[TASK ITEM]
Your answer must be an exact copy of every record.

:: RECORDS ::

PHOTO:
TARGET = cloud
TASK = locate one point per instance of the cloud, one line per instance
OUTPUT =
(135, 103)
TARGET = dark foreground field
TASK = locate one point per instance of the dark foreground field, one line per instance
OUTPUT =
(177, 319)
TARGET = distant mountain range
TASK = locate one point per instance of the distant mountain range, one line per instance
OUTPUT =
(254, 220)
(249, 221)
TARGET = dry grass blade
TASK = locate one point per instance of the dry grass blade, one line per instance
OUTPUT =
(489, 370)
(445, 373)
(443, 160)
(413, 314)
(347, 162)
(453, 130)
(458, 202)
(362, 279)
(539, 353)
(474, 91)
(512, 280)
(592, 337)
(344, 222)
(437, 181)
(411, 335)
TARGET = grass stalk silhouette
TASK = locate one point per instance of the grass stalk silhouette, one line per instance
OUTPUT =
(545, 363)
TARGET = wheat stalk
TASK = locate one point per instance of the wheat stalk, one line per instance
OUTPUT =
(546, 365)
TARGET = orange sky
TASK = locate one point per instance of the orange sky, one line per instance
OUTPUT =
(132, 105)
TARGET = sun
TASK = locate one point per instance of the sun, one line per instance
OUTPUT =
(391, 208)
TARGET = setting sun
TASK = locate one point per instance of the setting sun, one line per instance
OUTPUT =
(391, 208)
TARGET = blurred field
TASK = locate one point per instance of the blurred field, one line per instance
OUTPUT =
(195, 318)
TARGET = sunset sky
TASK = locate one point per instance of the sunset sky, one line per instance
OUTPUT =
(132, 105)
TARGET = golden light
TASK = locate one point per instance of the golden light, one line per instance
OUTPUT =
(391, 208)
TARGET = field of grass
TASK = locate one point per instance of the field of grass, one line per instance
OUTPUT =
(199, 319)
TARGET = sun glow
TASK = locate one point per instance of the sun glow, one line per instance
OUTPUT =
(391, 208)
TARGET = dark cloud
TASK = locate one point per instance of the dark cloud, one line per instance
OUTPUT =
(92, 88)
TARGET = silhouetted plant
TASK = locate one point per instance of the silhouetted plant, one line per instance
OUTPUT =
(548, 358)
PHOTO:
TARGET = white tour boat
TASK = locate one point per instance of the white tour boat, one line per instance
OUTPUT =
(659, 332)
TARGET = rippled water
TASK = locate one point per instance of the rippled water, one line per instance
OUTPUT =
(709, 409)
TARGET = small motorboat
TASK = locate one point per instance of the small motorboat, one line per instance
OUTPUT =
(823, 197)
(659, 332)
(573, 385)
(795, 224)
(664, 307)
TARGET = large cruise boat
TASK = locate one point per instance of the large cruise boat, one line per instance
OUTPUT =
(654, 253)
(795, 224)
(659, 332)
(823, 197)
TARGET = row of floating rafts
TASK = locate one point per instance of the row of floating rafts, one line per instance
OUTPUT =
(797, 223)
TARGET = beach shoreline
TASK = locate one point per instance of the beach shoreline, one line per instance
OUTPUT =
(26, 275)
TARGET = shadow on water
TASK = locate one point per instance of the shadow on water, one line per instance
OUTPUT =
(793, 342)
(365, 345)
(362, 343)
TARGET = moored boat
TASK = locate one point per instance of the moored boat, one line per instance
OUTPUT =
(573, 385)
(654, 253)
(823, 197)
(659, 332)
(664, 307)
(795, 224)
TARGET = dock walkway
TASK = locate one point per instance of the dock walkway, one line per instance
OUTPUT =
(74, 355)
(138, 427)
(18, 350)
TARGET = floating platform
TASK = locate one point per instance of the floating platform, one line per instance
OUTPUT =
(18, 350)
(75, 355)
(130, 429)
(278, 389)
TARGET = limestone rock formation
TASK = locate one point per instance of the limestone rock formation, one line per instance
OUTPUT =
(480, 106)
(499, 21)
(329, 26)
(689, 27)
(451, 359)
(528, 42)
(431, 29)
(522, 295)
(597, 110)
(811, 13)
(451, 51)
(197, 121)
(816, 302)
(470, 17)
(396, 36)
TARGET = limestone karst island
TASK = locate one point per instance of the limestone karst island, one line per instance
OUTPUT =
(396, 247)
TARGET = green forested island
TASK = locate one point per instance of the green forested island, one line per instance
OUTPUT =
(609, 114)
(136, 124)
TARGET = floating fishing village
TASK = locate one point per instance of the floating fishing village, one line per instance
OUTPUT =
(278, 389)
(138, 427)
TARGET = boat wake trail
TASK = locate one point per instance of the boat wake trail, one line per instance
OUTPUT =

:::

[TASK RESPONSE]
PHOTO:
TARGET = cloud
TASK = locate one point per instance of the cloud, one line per instance
OUTPUT =
(135, 103)
TARGET = dark foreground field
TASK = locate one point per instance of the dark foreground field, one line per instance
OUTPUT =
(177, 319)
TARGET = distant mountain range
TASK = locate one point per instance of the distant mountain range, one line per instance
OUTPUT =
(254, 220)
(249, 221)
TARGET = dry grass blade
TASK = locate one point per instance of the dry grass blade, one line per instance
OUTPUT =
(489, 370)
(445, 373)
(443, 160)
(413, 314)
(347, 162)
(453, 130)
(458, 202)
(362, 279)
(539, 353)
(474, 91)
(512, 280)
(592, 337)
(344, 222)
(437, 181)
(411, 335)
TARGET = grass stalk silhouette
TASK = locate one point per instance of the grass stalk silhouette, one line per instance
OUTPUT =
(545, 363)
TARGET = wheat stalk
TASK = locate one point per instance of the wheat stalk, one line per instance
OUTPUT =
(546, 365)
TARGET = orange sky
TASK = locate one point per instance of the orange sky, one line per instance
OUTPUT =
(132, 105)
TARGET = sun
TASK = locate one point per instance of the sun, one line per instance
OUTPUT =
(391, 208)
TARGET = setting sun
TASK = locate one point per instance of the setting sun, one line per instance
OUTPUT =
(391, 208)
TARGET = blurred field
TASK = locate one point per instance of the blurred field, one line per instance
OUTPUT =
(195, 318)
TARGET = sunset sky
TASK = locate one point per instance of the sunset sky, one line per instance
OUTPUT =
(132, 105)
TARGET = golden light
TASK = locate one point per instance of the golden light, one line per instance
OUTPUT =
(391, 208)
TARGET = field of grass
TASK = locate one point per instance of the field of grass, one line per instance
OUTPUT =
(199, 319)
TARGET = sun glow
TASK = locate one point per instance of the sun glow, one line per instance
OUTPUT =
(391, 208)
TARGET = dark cloud
TASK = locate one point per instance of the dark cloud, one line per instance
OUTPUT =
(92, 88)
TARGET = silhouetted plant
TASK = locate one point per instance of the silhouetted plant, one line per instance
OUTPUT =
(548, 358)
PHOTO:
TARGET = white tour boat
TASK = locate one point per instance of the white tour boat, one line per instance
OUTPUT =
(659, 332)
TARGET = rippled water
TASK = locate one point per instance of the rippled water, one line per instance
OUTPUT =
(709, 409)
TARGET = small motorboat
TASK = locate one point per instance of the small motorboat, one line per instance
OUTPUT =
(823, 197)
(659, 332)
(573, 385)
(795, 224)
(664, 307)
TARGET = large cruise boat
TASK = locate one point per instance of the large cruise boat, one line per instance
OUTPUT =
(654, 253)
(795, 224)
(659, 332)
(823, 197)
TARGET = row of floating rafts
TASK = locate one point per instance of the row of floating rafts, one line per instance
OUTPUT =
(797, 223)
TARGET = beach shoreline
TASK = locate one point per instance of the beach shoreline, one line per instance
OUTPUT =
(26, 275)
TARGET = shadow on water
TASK = locate one point per instance of the shadow on water, one line per instance
OUTPUT =
(793, 342)
(365, 345)
(362, 343)
TARGET = moored boat
TASK = locate one point per instance of the moored boat, one line per instance
OUTPUT =
(573, 385)
(654, 253)
(823, 197)
(659, 332)
(664, 307)
(795, 224)
TARGET = dock walkway
TASK = locate one point per instance of the dock walkway, one line per instance
OUTPUT =
(74, 355)
(138, 427)
(18, 350)
TARGET = floating platform
TASK = locate one point per instance of the floating platform, one line per instance
OUTPUT =
(18, 350)
(75, 355)
(130, 429)
(278, 389)
TARGET = limestone rock formation
TASK = locate one point per instance of the limestone rock formation, one line per instance
OUTPUT =
(480, 106)
(499, 21)
(329, 26)
(689, 27)
(451, 359)
(528, 42)
(431, 29)
(522, 295)
(597, 110)
(811, 13)
(451, 51)
(197, 121)
(816, 302)
(470, 17)
(396, 36)
TARGET = limestone karst island
TASK = locate one point per instance of the limestone karst island, one line per instance
OUTPUT =
(396, 247)
TARGET = green forested island
TASK = locate one point per instance of the green forested island, one line per instance
OUTPUT =
(609, 114)
(136, 124)
TARGET = floating fishing village
TASK = locate one point per instance of the floating fishing village, one line per instance
OUTPUT =
(278, 389)
(138, 427)
TARGET = boat wake trail
TASK = locate one point per instance of the boat wake trail, one line per instance
OUTPUT =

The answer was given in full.